-- Your assignment --
What is the number of lines in the data below that hold the word "Query"? Give nothing beyond that number.

-- Source information --
__________
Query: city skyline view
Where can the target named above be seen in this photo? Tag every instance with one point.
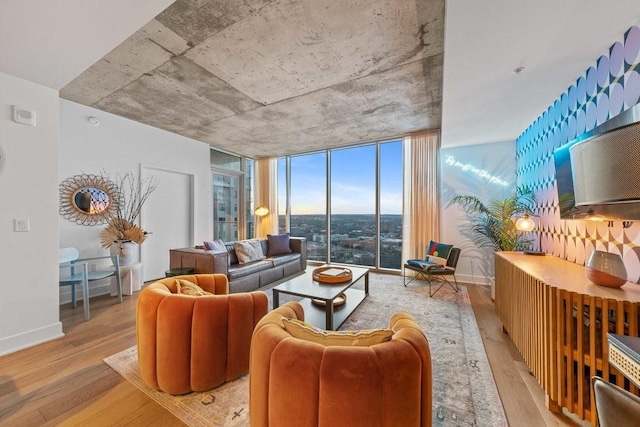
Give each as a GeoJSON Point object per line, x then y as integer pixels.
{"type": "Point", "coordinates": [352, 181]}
__________
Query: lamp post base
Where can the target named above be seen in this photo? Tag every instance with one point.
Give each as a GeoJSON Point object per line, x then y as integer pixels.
__________
-- Exercise answer --
2